Exercise brief. Return every line of the entries below that contains the word "wheel", treating uppercase and lowercase as different.

(Entries drawn from a collection)
━━━━━━━━━━━━━━━━━━━━━━━━━━━━━━
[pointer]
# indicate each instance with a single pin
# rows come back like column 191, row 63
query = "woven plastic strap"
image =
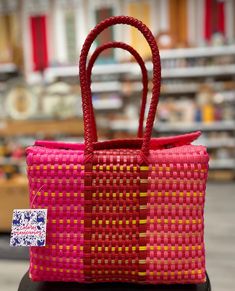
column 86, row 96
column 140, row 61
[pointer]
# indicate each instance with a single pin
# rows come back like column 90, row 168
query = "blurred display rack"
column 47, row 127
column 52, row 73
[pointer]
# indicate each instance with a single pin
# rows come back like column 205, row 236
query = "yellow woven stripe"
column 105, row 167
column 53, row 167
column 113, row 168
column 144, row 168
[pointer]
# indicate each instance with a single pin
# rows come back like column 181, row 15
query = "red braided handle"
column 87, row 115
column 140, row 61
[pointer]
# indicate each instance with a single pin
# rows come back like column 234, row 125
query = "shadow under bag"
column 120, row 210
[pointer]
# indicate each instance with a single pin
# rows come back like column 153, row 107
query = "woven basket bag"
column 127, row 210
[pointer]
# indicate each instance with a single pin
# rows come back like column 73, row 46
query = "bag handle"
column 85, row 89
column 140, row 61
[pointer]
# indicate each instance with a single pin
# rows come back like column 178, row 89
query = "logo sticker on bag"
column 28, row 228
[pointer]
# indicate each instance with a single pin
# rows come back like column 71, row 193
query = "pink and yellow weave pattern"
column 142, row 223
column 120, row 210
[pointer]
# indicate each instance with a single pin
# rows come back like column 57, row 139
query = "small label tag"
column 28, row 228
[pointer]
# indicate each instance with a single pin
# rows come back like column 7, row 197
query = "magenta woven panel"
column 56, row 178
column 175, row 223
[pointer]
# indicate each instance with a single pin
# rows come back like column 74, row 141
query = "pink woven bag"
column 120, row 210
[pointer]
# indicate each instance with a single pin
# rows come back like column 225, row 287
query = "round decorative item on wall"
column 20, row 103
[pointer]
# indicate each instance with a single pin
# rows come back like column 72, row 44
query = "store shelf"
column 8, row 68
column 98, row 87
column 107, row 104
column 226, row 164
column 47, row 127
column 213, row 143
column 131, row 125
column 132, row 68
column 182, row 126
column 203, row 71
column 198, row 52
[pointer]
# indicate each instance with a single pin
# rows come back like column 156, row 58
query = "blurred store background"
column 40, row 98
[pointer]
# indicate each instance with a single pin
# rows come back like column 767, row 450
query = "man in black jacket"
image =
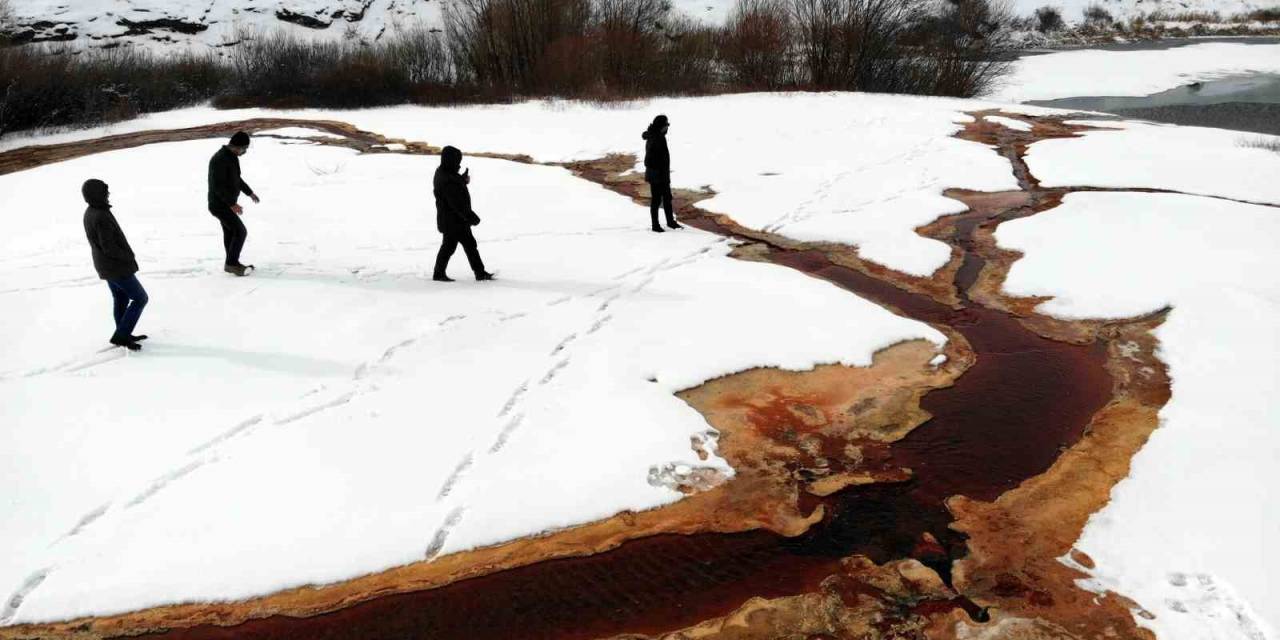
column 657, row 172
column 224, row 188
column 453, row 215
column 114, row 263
━━━━━━━━━━━━━━━━━━━━━━━━━━━━━━
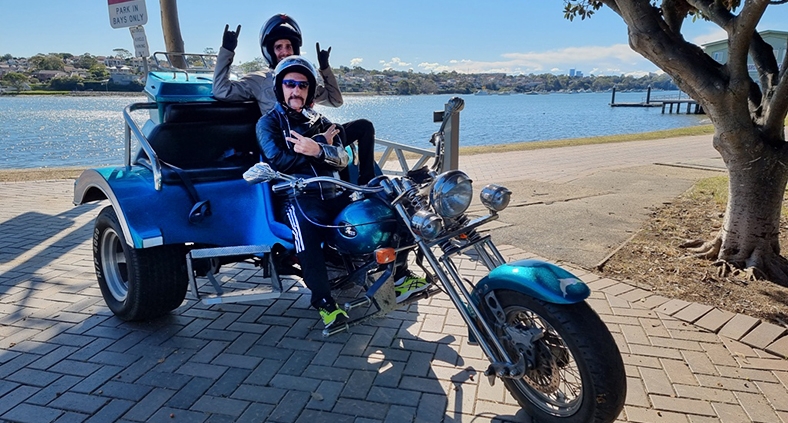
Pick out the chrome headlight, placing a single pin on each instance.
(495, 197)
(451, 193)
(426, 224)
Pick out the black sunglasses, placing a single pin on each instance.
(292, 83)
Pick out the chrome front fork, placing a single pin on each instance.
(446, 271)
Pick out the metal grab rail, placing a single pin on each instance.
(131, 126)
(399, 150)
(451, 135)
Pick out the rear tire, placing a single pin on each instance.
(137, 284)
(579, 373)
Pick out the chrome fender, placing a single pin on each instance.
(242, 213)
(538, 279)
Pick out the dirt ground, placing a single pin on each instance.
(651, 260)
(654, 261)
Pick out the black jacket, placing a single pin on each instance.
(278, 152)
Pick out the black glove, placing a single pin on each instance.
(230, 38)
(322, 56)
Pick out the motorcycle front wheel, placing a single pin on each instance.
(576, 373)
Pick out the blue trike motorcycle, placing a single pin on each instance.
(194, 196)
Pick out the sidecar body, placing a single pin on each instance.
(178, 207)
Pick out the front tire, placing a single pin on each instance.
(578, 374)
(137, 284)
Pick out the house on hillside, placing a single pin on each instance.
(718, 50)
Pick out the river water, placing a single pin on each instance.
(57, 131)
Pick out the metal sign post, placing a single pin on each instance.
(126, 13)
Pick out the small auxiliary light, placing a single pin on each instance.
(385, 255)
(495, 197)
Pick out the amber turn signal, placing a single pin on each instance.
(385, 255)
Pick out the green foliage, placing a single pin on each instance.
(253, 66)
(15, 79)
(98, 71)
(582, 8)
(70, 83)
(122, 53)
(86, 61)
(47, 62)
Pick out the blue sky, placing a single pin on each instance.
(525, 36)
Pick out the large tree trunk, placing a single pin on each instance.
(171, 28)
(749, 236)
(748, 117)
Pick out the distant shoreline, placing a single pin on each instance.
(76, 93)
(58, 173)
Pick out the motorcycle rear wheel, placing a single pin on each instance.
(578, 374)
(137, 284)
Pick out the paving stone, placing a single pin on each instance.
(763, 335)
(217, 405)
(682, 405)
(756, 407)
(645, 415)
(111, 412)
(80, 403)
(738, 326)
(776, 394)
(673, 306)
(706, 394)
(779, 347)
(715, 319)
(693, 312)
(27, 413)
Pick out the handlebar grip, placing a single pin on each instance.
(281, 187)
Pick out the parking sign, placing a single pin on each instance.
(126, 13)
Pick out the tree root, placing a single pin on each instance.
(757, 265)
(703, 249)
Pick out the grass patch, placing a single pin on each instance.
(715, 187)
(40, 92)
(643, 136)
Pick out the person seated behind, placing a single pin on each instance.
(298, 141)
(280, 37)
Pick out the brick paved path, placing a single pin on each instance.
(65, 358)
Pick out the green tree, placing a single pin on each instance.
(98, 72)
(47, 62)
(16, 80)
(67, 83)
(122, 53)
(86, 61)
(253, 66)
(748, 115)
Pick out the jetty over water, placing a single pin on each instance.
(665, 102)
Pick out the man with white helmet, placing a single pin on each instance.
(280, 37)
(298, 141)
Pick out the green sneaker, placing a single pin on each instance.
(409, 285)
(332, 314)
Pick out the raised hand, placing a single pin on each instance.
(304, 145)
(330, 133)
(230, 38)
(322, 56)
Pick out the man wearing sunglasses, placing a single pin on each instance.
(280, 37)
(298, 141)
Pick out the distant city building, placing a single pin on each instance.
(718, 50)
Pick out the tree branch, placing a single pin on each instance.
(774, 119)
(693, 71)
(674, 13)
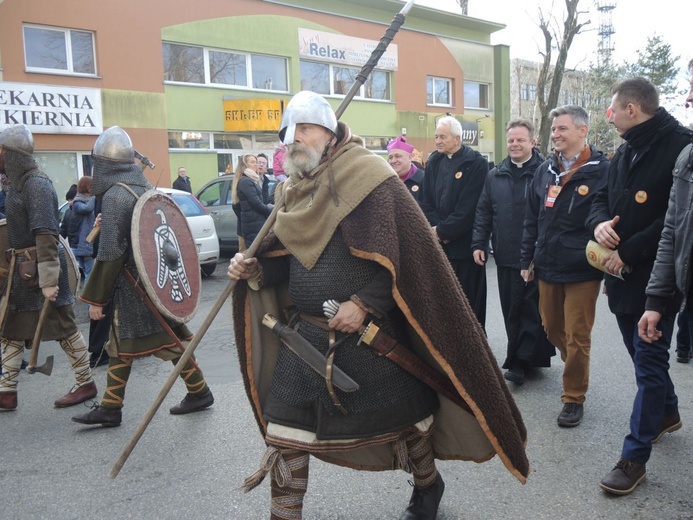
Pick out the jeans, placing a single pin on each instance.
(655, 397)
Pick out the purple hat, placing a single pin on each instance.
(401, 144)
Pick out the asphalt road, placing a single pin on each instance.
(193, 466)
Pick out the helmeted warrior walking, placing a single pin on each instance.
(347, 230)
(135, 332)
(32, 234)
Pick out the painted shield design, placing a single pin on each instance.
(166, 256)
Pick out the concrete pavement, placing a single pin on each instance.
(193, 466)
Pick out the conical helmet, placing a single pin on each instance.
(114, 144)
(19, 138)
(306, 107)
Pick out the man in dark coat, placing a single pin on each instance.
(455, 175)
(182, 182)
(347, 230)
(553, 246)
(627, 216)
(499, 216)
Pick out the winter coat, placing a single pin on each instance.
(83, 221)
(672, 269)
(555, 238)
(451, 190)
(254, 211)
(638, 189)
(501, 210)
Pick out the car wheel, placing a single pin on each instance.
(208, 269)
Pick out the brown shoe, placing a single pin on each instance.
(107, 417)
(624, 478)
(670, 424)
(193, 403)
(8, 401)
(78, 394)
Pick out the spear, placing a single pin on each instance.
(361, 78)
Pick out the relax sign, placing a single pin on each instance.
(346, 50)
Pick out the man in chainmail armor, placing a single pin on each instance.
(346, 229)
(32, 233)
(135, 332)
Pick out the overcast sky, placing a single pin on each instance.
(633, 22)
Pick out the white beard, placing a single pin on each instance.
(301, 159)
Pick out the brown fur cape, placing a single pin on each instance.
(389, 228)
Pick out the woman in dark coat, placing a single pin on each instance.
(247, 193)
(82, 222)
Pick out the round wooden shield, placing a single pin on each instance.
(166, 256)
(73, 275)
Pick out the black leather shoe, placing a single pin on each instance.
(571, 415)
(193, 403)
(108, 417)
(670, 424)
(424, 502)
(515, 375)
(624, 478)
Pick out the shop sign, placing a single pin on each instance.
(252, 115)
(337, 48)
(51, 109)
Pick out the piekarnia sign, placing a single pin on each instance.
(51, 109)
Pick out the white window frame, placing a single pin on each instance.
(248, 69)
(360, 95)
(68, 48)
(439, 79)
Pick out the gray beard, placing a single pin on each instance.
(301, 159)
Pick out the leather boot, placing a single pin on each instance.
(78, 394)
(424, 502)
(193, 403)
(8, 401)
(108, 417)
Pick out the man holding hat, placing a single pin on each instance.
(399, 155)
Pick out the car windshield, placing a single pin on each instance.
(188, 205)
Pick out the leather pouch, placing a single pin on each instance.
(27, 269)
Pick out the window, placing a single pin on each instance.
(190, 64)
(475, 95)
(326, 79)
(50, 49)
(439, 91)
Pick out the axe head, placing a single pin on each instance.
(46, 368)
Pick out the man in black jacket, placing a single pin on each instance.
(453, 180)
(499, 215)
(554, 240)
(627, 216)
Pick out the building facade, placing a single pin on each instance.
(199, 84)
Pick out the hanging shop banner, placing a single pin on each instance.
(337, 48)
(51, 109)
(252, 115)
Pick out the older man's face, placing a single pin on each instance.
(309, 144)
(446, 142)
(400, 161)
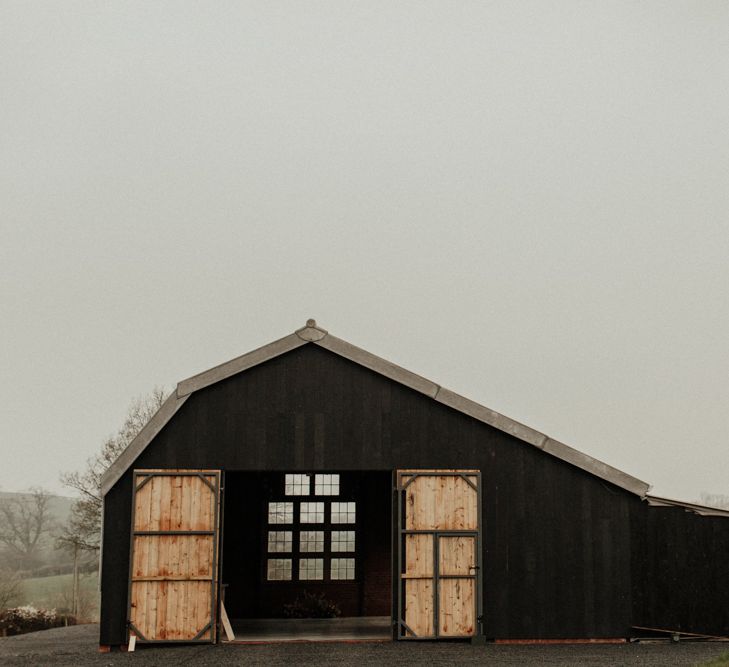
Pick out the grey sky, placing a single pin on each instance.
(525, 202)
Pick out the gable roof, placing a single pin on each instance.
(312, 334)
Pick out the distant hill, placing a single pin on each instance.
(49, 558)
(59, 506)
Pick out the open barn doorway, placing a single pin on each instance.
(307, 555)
━━━━━━━━━━━━━━━━━━━━━━━━━━━━━━
Answer in full.
Pick out the motorcycle front wheel, placing a single pin on each instance.
Pick out the motorcycle rear wheel, placing a single pin on each instance.
Pick out the car wheel, placing a single pin on each instance.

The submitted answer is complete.